Task goal: Rewrite every line of the data below with the word "Sample" changed to "Example" wherever it appears. Leave all other text unchanged.

— Begin Entries provided —

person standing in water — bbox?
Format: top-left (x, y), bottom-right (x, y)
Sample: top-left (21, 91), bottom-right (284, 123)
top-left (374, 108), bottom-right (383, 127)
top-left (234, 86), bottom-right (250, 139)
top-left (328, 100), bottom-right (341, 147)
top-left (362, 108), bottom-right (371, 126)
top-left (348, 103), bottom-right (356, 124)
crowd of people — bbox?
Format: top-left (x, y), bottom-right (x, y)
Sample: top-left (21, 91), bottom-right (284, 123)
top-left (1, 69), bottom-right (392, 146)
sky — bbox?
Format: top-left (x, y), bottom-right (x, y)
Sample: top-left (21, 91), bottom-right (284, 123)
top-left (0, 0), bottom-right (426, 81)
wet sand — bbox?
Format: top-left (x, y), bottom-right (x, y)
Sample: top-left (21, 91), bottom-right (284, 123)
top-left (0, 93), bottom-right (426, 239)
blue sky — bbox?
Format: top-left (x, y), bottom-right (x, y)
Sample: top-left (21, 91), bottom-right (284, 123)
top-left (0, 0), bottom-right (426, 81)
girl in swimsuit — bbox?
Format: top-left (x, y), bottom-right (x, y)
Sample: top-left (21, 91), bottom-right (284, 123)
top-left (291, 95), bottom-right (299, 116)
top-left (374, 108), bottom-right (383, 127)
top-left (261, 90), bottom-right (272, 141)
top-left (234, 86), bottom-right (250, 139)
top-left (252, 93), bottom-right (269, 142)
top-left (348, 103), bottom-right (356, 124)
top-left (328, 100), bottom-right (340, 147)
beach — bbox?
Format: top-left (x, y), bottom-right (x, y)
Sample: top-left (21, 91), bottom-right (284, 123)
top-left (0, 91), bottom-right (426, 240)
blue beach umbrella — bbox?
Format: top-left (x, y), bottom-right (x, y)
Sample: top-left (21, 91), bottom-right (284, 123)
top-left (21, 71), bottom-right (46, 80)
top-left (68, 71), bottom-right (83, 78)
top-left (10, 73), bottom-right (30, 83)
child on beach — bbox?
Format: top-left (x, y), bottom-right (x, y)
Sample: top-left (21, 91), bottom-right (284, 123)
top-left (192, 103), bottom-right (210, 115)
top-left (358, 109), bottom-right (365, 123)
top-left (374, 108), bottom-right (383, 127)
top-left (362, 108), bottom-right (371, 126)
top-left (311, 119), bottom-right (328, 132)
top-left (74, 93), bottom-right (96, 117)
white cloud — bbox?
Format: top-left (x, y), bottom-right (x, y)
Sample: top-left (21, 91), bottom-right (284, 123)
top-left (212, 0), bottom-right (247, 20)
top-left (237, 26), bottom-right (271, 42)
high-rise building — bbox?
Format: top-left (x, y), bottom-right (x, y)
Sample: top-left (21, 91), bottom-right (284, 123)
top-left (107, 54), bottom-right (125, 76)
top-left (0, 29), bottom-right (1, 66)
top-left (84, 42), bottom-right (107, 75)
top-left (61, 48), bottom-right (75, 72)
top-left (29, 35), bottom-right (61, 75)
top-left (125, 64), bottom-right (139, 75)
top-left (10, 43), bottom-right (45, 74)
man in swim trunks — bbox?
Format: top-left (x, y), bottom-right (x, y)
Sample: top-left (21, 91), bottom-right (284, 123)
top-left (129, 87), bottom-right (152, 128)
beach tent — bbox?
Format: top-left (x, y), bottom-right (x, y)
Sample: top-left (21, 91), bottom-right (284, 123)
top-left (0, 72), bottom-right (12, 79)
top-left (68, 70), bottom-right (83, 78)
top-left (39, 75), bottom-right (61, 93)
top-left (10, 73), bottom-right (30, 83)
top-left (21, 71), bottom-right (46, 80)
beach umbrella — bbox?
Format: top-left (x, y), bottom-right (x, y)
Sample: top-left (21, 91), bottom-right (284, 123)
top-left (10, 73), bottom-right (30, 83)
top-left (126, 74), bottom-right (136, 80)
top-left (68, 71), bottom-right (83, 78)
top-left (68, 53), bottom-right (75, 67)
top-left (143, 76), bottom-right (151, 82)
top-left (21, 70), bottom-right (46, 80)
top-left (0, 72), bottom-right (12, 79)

— End Entries provided —

Answer to this problem:
person standing in water — bbox?
Format: top-left (x, y), bottom-right (x, y)
Example: top-left (21, 91), bottom-right (284, 123)
top-left (374, 108), bottom-right (383, 127)
top-left (234, 86), bottom-right (250, 139)
top-left (328, 100), bottom-right (341, 147)
top-left (362, 108), bottom-right (371, 126)
top-left (348, 103), bottom-right (356, 124)
crowd of people — bbox?
Format: top-left (x, y), bottom-right (x, y)
Example: top-left (21, 91), bottom-right (284, 123)
top-left (1, 69), bottom-right (392, 146)
sky — bbox?
Format: top-left (x, y), bottom-right (x, y)
Example: top-left (21, 91), bottom-right (284, 123)
top-left (0, 0), bottom-right (426, 81)
wet sand — bbox?
Format: top-left (x, y), bottom-right (x, y)
Example: top-left (21, 91), bottom-right (284, 123)
top-left (0, 93), bottom-right (426, 239)
blue sky — bbox?
Format: top-left (x, y), bottom-right (x, y)
Example: top-left (21, 91), bottom-right (284, 123)
top-left (0, 0), bottom-right (426, 81)
girl in swimsuit — bbox?
Format: top-left (x, y), bottom-right (x, y)
Example: top-left (21, 91), bottom-right (284, 123)
top-left (291, 95), bottom-right (299, 116)
top-left (374, 108), bottom-right (383, 127)
top-left (261, 90), bottom-right (272, 141)
top-left (234, 86), bottom-right (250, 139)
top-left (252, 93), bottom-right (269, 142)
top-left (348, 103), bottom-right (356, 124)
top-left (328, 100), bottom-right (340, 147)
beach — bbox?
Format: top-left (x, y), bottom-right (x, y)
Example: top-left (21, 91), bottom-right (284, 123)
top-left (0, 91), bottom-right (426, 240)
blue beach umbrella — bbox?
Format: top-left (x, y), bottom-right (x, y)
Example: top-left (21, 91), bottom-right (284, 123)
top-left (21, 71), bottom-right (46, 80)
top-left (68, 71), bottom-right (83, 78)
top-left (10, 73), bottom-right (30, 83)
child on beach — bbox?
Format: top-left (x, y), bottom-right (x, y)
Example: top-left (21, 91), bottom-right (284, 123)
top-left (192, 103), bottom-right (210, 115)
top-left (358, 109), bottom-right (365, 123)
top-left (374, 108), bottom-right (383, 127)
top-left (362, 108), bottom-right (371, 126)
top-left (311, 119), bottom-right (328, 132)
top-left (74, 93), bottom-right (96, 117)
white cloud — bbox?
Format: top-left (x, y), bottom-right (x, y)
Example: top-left (21, 91), bottom-right (284, 123)
top-left (212, 0), bottom-right (247, 20)
top-left (237, 26), bottom-right (271, 42)
high-rise building — bbox?
Format: top-left (x, y), bottom-right (x, y)
Example: top-left (21, 91), bottom-right (284, 123)
top-left (107, 54), bottom-right (125, 76)
top-left (0, 29), bottom-right (1, 66)
top-left (84, 42), bottom-right (107, 75)
top-left (61, 48), bottom-right (75, 72)
top-left (29, 35), bottom-right (61, 75)
top-left (125, 64), bottom-right (139, 75)
top-left (10, 43), bottom-right (45, 74)
man in swim trunks — bbox?
Format: top-left (x, y), bottom-right (x, y)
Example: top-left (21, 91), bottom-right (284, 123)
top-left (129, 87), bottom-right (152, 128)
beach tent — bbox?
Format: top-left (x, y), bottom-right (x, y)
Example: top-left (21, 91), bottom-right (284, 123)
top-left (0, 72), bottom-right (12, 79)
top-left (68, 70), bottom-right (83, 78)
top-left (39, 75), bottom-right (61, 93)
top-left (10, 73), bottom-right (30, 83)
top-left (21, 71), bottom-right (46, 80)
beach umbrella — bbox?
Format: top-left (x, y), bottom-right (x, y)
Example: top-left (21, 91), bottom-right (284, 123)
top-left (10, 73), bottom-right (30, 83)
top-left (126, 74), bottom-right (136, 80)
top-left (68, 71), bottom-right (83, 78)
top-left (68, 53), bottom-right (75, 67)
top-left (143, 76), bottom-right (151, 82)
top-left (21, 70), bottom-right (46, 80)
top-left (0, 72), bottom-right (12, 79)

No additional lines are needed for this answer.